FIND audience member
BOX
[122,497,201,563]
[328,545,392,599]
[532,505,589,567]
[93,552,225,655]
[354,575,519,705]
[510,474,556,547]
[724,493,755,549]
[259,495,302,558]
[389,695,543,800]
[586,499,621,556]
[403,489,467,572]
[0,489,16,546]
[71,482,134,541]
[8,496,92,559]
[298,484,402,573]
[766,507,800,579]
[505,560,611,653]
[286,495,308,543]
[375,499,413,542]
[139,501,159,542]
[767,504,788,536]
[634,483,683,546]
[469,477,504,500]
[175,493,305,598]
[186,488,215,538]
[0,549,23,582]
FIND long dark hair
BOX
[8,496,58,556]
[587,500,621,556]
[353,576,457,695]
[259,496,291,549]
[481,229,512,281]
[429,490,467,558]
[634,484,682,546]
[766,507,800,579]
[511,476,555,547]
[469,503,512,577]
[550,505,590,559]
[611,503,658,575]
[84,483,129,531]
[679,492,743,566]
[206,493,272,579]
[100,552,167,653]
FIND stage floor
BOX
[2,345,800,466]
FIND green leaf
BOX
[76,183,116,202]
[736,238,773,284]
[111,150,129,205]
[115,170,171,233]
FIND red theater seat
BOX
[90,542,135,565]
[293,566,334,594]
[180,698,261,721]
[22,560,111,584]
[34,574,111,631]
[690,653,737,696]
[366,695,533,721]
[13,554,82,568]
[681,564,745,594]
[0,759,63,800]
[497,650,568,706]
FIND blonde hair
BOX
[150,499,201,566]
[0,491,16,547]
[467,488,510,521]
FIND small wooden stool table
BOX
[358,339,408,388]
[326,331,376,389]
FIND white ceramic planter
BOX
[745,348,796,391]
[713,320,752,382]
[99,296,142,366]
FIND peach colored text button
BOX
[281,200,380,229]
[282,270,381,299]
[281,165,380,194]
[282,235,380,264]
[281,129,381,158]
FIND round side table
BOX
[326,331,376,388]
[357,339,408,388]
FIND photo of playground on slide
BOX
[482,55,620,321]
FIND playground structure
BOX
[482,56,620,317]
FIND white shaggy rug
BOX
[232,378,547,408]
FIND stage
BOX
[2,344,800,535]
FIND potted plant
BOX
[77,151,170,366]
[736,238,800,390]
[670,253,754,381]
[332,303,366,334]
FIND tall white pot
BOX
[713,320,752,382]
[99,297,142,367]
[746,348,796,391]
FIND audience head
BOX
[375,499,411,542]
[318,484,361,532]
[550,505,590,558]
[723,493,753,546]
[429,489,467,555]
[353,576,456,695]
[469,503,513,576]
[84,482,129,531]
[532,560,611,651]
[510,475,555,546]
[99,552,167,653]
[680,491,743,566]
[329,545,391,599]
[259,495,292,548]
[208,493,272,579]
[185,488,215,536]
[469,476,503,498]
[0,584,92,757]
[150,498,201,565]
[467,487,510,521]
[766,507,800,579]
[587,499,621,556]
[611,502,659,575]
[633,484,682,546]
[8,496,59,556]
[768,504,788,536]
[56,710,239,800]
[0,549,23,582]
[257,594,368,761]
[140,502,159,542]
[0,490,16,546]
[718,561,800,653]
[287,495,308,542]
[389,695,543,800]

● **Problem details**: Write out all the data again, exactly as it appears.

● **Output below**:
FIND audience member
BOX
[122,497,201,563]
[328,545,392,599]
[532,505,589,567]
[93,552,225,655]
[354,575,519,705]
[510,474,556,547]
[724,493,755,549]
[259,495,302,558]
[389,695,543,800]
[586,499,621,556]
[403,489,467,572]
[0,489,16,546]
[71,482,134,541]
[8,496,92,559]
[298,484,402,573]
[766,507,800,579]
[505,560,611,653]
[286,495,308,543]
[375,499,413,542]
[139,501,159,542]
[767,504,788,536]
[634,483,683,546]
[469,477,504,500]
[175,493,305,598]
[186,488,215,538]
[0,549,23,582]
FIND long dark hair
BOX
[8,496,58,556]
[587,500,621,556]
[353,576,457,695]
[259,496,291,549]
[481,229,512,281]
[429,490,467,558]
[634,484,682,546]
[766,507,800,579]
[511,476,555,547]
[469,503,512,577]
[550,505,590,559]
[611,503,658,575]
[84,483,129,531]
[679,492,743,566]
[206,493,272,579]
[100,552,167,653]
FIND stage floor
BOX
[2,345,800,466]
FIND green leaf
BOX
[76,183,116,202]
[736,238,773,284]
[111,150,129,205]
[115,170,171,233]
FIND red theater seat
BOX
[90,542,135,565]
[293,566,334,594]
[180,698,261,721]
[22,560,111,584]
[34,574,111,631]
[690,653,737,696]
[366,695,533,721]
[13,554,82,568]
[681,564,745,594]
[0,759,63,800]
[497,650,568,706]
FIND blonde hair
BOX
[150,499,201,566]
[0,491,16,547]
[467,488,510,521]
FIND small wooden stool table
BOX
[358,339,408,388]
[326,331,376,389]
FIND white ceramic planter
BOX
[745,348,796,391]
[713,320,752,382]
[99,296,142,366]
FIND peach colored text button
BOX
[281,200,380,229]
[282,270,381,299]
[281,165,380,194]
[282,235,380,264]
[281,129,381,158]
FIND round side table
BOX
[326,331,376,388]
[357,339,408,388]
FIND photo of playground on slide
BOX
[482,55,620,321]
FIND playground structure
BOX
[482,56,620,317]
FIND white shaggy rug
BOX
[232,378,547,408]
FIND stage
BOX
[2,344,800,535]
FIND potted plant
BOX
[77,151,170,366]
[736,238,800,390]
[670,253,754,381]
[332,303,366,334]
FIND tall white pot
BOX
[713,320,752,382]
[99,297,142,367]
[746,348,796,391]
FIND audience head
BOX
[375,499,411,542]
[318,484,361,532]
[550,505,590,558]
[723,493,753,546]
[429,489,467,555]
[353,576,456,695]
[469,503,513,576]
[84,482,129,531]
[532,560,611,651]
[510,475,555,546]
[99,552,167,653]
[680,491,743,566]
[329,545,391,599]
[259,495,292,548]
[208,493,272,579]
[185,488,215,536]
[469,476,503,498]
[0,584,92,757]
[150,498,201,565]
[467,487,510,521]
[766,507,800,579]
[587,499,621,556]
[611,502,659,575]
[633,484,682,546]
[8,496,59,556]
[768,504,788,536]
[56,710,239,800]
[0,549,23,582]
[257,594,368,761]
[140,502,159,542]
[0,490,16,546]
[718,561,800,653]
[287,495,308,542]
[389,695,543,800]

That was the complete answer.